LISTED RECORDS →

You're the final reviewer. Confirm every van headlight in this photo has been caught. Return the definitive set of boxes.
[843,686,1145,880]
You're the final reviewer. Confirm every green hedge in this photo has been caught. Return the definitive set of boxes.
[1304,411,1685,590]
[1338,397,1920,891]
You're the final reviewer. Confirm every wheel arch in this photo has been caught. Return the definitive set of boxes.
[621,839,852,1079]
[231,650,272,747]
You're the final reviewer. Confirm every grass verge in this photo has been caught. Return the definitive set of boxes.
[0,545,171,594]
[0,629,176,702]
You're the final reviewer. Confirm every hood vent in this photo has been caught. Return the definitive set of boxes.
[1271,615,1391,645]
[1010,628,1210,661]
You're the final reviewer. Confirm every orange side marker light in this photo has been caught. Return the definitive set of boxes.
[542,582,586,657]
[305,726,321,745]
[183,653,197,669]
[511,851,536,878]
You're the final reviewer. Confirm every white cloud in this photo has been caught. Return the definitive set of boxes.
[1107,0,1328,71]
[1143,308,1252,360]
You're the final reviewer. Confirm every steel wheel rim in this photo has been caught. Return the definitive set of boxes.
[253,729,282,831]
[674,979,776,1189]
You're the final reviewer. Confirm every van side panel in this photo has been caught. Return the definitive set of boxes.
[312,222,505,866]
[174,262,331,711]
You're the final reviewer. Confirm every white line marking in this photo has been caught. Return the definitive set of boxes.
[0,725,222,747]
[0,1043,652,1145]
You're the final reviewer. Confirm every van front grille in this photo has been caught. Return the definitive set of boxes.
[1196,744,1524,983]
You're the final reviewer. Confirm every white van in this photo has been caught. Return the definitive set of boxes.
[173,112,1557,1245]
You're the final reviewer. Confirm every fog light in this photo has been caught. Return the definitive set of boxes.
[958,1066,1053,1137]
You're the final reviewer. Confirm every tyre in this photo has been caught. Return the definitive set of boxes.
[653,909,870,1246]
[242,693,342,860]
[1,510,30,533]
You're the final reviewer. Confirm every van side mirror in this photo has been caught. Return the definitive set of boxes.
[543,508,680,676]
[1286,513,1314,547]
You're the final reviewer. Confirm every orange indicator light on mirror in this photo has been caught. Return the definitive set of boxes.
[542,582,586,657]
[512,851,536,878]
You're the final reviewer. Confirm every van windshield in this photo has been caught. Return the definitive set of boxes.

REQUIRED ACTION → Only the lines from the one with "You're the final reviewer. Confirm every fog" through the end of the listing should be output, exactly as they appear.

TASK RESULT →
You're the final reviewer. Confirm every fog light in this photo has been caught. Return the definitive set of boxes.
[958,1066,1053,1137]
You're the final reviewer. Confirm every tyre in this photo has been caught. Return the definitive set of boxes.
[653,909,870,1246]
[242,693,342,860]
[1,510,30,533]
You're the final reviewer. Confirm every van side mirror in this photo has been caught. Return the definitive set of boxes.
[543,508,680,676]
[1286,513,1314,547]
You're the final reviewer. Confirm every orange indicator light on mirror in this photo has been caught. Return the definitive set of boxes.
[542,582,586,657]
[512,851,536,878]
You're the final reviewer. Confirm every van windshield in this photo has been caught. Return the definitive set of boxes.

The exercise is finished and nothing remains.